3 unsupervised learning techniques- Apriori, K-means, PCA.
2 ensembling techniques- Bagging with Random Forests, Boosting with XGBoost.

Process overview

Image credit: https://machinelearningmastery.com/4-steps-to-get-started-in-machine-learning/

Basic steps

Load dataset
CSV file

# Load dataset
url = "https://archive.ics.uci.edu/ml/machine-learning-databases/iris/iris.data"
names = ['sepal-length', 'sepal-width', 'petal-length', 'petal-width', 'class']
dataset = pandas.read_csv(url, names=names)

Mysql

import MySQLdb
mysql_cn= MySQLdb.connect(host='myhost',
              port=3306,user='myusername', passwd='mypassword',
              db='information_schema')
df_mysql = pd.read_sql('select * from VIEWS;', con=mysql_cn)
print 'loaded dataframe from MySQL. records:', len(df_mysql)
mysql_cn.close()

Oracle

  import pandas as pd
  import cx_Oracle

  ora_conn = cx_Oracle.connect('your_connection_string')
  df_ora = pd.read_sql('select * from user_objects', con=ora_conn)

### Aim of the exercise
Please rewrite the machine learning notes above, starting at "# Load dataset" and stopping after "MySQL. records:', len(df_mysql)", and change every "mysql_cn" to "db_conn".

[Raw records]
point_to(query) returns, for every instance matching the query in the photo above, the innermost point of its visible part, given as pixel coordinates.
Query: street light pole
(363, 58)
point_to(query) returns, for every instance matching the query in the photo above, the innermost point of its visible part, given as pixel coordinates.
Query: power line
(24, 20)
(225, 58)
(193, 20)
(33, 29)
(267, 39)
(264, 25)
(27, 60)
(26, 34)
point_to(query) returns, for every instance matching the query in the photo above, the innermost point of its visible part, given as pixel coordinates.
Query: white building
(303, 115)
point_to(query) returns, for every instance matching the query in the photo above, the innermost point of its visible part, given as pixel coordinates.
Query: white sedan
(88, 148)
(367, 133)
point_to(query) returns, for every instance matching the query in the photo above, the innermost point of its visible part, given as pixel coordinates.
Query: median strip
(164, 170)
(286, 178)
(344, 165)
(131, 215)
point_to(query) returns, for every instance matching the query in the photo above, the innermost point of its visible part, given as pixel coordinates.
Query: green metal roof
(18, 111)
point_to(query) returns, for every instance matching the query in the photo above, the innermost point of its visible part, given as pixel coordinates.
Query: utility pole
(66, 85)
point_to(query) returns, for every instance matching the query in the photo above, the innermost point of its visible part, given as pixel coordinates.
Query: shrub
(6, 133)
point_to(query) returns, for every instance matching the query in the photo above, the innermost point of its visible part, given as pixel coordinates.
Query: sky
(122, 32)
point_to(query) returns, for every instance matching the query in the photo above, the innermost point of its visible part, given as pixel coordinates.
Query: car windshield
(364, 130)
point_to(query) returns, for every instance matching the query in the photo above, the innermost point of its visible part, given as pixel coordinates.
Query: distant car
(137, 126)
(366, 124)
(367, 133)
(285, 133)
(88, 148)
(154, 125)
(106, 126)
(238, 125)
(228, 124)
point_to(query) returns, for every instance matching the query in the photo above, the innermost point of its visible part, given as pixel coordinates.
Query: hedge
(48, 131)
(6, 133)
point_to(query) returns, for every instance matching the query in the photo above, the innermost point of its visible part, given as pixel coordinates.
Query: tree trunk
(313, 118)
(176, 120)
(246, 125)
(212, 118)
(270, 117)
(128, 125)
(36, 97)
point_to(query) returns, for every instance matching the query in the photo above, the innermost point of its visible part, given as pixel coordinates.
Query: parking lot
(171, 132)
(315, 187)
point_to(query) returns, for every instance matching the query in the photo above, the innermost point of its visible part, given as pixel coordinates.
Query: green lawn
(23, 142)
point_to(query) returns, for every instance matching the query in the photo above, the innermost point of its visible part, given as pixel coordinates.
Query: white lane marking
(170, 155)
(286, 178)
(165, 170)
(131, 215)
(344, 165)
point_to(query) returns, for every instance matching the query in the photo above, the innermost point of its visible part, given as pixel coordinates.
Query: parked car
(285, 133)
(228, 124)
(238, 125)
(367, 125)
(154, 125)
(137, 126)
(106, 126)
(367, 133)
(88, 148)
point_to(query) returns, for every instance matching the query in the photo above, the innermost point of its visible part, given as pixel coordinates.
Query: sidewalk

### Result below
# Load dataset
url = "https://archive.ics.uci.edu/ml/machine-learning-databases/iris/iris.data"
names = ['sepal-length', 'sepal-width', 'petal-length', 'petal-width', 'class']
dataset = pandas.read_csv(url, names=names)

Mysql

import MySQLdb
db_conn= MySQLdb.connect(host='myhost',
              port=3306,user='myusername', passwd='mypassword',
              db='information_schema')
df_mysql = pd.read_sql('select * from VIEWS;', con=db_conn)
print 'loaded dataframe from MySQL. records:', len(df_mysql)